LISTED ENTRIES:

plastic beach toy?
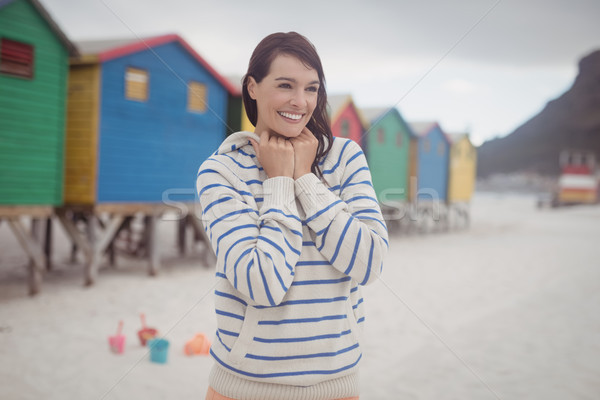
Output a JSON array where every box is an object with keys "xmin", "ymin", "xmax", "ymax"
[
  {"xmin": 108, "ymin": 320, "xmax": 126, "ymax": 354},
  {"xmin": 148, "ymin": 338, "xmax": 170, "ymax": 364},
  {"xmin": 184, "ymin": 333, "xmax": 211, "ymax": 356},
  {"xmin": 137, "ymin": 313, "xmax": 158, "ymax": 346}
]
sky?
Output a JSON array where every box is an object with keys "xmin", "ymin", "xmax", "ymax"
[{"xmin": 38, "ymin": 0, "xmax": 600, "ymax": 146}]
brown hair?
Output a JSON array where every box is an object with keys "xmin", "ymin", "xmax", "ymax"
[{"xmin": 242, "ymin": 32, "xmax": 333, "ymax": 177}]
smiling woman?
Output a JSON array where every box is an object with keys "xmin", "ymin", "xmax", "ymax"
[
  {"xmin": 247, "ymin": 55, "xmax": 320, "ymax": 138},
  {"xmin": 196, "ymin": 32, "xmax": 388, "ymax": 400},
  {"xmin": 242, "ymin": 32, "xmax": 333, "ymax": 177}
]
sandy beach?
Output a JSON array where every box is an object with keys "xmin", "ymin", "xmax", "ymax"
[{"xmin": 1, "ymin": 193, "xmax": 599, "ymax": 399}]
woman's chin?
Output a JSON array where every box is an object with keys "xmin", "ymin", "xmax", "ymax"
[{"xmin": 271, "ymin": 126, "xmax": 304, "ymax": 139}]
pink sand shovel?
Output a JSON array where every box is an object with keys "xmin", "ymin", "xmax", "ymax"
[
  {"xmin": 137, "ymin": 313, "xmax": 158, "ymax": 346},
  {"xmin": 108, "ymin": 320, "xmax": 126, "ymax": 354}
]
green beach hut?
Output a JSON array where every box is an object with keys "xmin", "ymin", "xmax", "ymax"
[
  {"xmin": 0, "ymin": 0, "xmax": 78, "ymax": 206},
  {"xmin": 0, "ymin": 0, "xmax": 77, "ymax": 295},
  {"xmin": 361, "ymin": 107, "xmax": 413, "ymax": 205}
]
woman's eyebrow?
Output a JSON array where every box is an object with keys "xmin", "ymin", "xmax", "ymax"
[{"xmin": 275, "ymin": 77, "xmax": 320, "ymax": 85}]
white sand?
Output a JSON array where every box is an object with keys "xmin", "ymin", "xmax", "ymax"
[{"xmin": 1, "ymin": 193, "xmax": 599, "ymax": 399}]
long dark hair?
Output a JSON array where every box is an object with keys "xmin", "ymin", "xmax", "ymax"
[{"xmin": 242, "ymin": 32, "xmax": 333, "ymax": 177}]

==

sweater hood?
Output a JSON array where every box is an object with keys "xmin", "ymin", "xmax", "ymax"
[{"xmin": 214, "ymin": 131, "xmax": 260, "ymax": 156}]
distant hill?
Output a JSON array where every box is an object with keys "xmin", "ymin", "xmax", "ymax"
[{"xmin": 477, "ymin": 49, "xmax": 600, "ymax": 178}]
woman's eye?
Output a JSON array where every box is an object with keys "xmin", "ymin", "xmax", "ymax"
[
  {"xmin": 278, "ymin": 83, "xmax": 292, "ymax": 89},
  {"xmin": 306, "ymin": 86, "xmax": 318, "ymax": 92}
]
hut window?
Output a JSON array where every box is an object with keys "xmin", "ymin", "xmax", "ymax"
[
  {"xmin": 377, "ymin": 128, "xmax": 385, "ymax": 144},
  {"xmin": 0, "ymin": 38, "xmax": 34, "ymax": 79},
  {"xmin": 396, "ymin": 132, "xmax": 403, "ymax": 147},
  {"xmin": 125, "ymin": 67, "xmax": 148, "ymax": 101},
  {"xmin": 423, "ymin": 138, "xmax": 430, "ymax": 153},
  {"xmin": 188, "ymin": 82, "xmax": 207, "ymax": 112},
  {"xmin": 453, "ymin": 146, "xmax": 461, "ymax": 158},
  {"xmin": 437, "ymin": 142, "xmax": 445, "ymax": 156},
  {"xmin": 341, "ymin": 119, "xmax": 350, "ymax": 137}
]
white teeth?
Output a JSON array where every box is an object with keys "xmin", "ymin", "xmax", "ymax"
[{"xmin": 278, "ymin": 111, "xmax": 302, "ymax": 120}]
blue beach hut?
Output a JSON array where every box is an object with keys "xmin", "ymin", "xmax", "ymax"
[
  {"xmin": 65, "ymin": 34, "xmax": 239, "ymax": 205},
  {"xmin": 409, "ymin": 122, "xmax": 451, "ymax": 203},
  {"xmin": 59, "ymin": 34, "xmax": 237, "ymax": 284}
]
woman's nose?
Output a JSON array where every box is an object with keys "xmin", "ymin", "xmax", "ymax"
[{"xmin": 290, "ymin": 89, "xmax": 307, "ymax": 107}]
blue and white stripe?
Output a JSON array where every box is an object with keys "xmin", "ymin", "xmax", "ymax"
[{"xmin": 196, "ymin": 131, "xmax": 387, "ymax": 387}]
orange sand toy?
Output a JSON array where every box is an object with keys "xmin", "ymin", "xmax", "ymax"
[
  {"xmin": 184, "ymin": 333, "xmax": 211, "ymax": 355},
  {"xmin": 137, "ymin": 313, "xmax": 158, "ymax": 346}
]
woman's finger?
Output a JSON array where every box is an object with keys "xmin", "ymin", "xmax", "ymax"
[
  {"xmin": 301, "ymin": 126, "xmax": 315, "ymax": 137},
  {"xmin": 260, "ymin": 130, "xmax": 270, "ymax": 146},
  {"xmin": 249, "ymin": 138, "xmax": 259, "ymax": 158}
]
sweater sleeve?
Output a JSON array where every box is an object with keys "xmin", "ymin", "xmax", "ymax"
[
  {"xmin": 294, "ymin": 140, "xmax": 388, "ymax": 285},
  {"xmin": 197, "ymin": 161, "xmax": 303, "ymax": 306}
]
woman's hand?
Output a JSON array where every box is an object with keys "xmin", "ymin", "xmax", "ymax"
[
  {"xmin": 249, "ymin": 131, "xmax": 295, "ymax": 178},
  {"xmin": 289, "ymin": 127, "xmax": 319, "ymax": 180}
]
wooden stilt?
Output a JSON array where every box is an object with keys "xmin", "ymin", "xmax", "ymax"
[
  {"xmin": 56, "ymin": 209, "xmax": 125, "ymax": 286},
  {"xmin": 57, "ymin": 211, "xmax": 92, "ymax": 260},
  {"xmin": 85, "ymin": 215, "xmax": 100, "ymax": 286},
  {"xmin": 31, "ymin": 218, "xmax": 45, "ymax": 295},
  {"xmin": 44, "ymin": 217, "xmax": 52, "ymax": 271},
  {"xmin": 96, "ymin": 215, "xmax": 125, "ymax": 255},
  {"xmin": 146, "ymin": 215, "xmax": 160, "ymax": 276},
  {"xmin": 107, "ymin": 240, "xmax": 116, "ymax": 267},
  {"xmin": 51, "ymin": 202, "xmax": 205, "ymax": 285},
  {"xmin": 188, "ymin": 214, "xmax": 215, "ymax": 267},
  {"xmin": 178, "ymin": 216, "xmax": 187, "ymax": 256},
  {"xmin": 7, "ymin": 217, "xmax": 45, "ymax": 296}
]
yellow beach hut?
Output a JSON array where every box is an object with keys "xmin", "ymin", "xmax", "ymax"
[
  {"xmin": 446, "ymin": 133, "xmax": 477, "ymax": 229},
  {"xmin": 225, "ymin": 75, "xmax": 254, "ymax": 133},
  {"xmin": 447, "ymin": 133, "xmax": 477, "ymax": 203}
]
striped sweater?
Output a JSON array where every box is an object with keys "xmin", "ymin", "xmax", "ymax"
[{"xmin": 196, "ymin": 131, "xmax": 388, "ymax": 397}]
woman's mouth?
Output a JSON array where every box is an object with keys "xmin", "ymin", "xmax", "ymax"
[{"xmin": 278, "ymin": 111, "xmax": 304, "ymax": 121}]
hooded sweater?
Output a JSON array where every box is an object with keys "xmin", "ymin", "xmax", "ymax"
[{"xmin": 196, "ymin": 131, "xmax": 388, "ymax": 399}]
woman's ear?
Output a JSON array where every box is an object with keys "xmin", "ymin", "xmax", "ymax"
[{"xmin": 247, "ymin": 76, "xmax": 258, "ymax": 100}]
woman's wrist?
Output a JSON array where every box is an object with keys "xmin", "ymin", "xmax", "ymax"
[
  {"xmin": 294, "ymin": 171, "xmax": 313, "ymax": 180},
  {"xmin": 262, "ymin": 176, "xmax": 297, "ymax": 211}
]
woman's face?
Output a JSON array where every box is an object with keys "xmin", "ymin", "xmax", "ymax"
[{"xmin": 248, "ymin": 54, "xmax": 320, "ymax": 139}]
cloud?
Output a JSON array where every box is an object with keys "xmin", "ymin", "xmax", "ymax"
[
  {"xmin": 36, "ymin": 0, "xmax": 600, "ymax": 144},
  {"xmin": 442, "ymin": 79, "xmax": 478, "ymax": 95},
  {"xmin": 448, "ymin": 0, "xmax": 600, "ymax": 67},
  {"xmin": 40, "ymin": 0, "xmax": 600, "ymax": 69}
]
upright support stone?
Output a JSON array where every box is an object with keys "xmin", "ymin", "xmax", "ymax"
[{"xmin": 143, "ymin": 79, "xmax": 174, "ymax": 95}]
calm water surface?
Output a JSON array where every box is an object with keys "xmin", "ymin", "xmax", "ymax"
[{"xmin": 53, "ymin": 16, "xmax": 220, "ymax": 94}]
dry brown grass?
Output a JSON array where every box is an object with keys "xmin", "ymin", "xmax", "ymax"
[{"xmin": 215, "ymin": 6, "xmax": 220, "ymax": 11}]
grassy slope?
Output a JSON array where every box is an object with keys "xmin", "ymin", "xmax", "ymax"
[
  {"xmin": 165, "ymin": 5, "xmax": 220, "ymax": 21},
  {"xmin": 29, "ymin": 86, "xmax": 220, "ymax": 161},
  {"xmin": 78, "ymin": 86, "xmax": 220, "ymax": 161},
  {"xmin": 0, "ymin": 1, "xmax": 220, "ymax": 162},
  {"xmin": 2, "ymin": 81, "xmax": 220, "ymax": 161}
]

...

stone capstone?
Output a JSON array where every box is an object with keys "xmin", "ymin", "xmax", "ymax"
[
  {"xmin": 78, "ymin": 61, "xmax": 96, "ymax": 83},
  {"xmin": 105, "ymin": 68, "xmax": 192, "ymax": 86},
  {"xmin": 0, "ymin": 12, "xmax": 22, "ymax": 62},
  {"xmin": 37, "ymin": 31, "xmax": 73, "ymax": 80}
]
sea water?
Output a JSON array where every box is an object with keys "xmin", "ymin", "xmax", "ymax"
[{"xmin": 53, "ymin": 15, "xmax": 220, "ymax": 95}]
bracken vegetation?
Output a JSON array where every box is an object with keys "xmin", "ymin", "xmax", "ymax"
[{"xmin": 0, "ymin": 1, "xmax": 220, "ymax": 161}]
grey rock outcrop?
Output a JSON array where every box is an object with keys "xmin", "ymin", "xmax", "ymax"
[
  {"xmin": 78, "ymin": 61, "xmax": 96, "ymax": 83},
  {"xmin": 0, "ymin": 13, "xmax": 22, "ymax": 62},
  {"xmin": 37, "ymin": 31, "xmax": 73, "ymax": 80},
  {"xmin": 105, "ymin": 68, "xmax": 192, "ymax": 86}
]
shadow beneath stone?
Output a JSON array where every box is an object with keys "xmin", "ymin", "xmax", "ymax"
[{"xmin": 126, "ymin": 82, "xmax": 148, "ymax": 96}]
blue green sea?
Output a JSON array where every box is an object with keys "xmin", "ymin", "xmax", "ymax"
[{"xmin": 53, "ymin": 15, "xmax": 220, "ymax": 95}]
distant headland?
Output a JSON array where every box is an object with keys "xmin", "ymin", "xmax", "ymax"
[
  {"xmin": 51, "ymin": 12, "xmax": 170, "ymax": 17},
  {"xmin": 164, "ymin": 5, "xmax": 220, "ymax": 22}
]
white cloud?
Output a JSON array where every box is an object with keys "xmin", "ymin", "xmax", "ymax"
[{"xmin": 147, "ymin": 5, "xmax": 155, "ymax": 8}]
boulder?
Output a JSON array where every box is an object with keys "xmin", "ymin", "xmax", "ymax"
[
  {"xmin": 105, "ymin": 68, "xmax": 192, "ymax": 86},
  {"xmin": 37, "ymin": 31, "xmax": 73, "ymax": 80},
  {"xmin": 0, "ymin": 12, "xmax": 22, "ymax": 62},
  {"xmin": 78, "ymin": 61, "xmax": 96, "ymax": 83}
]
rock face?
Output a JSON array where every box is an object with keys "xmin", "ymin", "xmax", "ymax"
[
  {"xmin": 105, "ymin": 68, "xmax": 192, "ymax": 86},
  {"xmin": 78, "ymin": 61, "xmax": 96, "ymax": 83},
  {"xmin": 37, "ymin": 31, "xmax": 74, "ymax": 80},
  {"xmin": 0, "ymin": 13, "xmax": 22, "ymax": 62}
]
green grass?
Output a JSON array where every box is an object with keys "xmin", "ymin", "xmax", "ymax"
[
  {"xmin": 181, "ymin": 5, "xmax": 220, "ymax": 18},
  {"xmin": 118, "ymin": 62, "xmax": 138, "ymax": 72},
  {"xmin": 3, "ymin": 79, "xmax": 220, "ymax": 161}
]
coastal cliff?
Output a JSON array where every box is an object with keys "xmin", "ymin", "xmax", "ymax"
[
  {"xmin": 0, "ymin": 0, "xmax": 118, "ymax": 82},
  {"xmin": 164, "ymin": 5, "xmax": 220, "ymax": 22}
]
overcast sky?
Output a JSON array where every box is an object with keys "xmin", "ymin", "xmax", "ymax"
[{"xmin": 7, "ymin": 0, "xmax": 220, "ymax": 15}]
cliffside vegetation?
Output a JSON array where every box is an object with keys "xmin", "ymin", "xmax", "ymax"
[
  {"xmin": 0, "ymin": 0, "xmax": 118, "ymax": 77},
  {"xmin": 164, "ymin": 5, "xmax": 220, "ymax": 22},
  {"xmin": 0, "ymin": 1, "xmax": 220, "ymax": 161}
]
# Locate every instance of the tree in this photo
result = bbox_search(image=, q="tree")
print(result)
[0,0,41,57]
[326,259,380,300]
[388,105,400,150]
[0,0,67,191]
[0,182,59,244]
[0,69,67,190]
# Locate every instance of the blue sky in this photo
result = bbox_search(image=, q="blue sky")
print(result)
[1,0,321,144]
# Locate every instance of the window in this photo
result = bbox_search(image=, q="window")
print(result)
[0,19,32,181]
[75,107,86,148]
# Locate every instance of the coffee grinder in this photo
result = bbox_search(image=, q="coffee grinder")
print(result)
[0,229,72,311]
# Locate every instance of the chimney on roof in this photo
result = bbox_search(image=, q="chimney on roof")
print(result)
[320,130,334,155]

GOAL OF THE EXERCISE: Transcribe the records above from the line holding "orange sand toy?" down to the line holding "yellow beach hut?", inclusive, without adding anything.

ANSWER TO THIS TASK:
orange sand toy?
Output a JSON array where every box is an object with keys "xmin", "ymin", "xmax", "ymax"
[
  {"xmin": 184, "ymin": 333, "xmax": 211, "ymax": 355},
  {"xmin": 137, "ymin": 313, "xmax": 158, "ymax": 346}
]
woman's finger?
Output a JSON array where every box is an object with keys "xmin", "ymin", "xmax", "ymax"
[
  {"xmin": 301, "ymin": 126, "xmax": 315, "ymax": 137},
  {"xmin": 260, "ymin": 130, "xmax": 270, "ymax": 146},
  {"xmin": 249, "ymin": 138, "xmax": 259, "ymax": 158}
]
sweater sleeve?
Output a JSON array where every box is an object with keys "xmin", "ymin", "xmax", "ymax"
[
  {"xmin": 294, "ymin": 140, "xmax": 388, "ymax": 285},
  {"xmin": 197, "ymin": 161, "xmax": 303, "ymax": 306}
]
woman's hand?
Output a JSON array where every box is an object with keys "xmin", "ymin", "xmax", "ymax"
[
  {"xmin": 249, "ymin": 131, "xmax": 295, "ymax": 178},
  {"xmin": 289, "ymin": 127, "xmax": 319, "ymax": 180}
]
wooden stilt?
Output a JSON array where every box is an object with keys "xmin", "ymin", "xmax", "ymax"
[
  {"xmin": 56, "ymin": 209, "xmax": 125, "ymax": 286},
  {"xmin": 57, "ymin": 211, "xmax": 92, "ymax": 260},
  {"xmin": 85, "ymin": 215, "xmax": 100, "ymax": 286},
  {"xmin": 31, "ymin": 218, "xmax": 45, "ymax": 295},
  {"xmin": 44, "ymin": 217, "xmax": 52, "ymax": 271},
  {"xmin": 96, "ymin": 215, "xmax": 125, "ymax": 255},
  {"xmin": 146, "ymin": 215, "xmax": 160, "ymax": 276},
  {"xmin": 107, "ymin": 240, "xmax": 116, "ymax": 267},
  {"xmin": 51, "ymin": 202, "xmax": 205, "ymax": 285},
  {"xmin": 188, "ymin": 214, "xmax": 215, "ymax": 267},
  {"xmin": 178, "ymin": 216, "xmax": 187, "ymax": 256},
  {"xmin": 7, "ymin": 217, "xmax": 45, "ymax": 296}
]
yellow beach hut?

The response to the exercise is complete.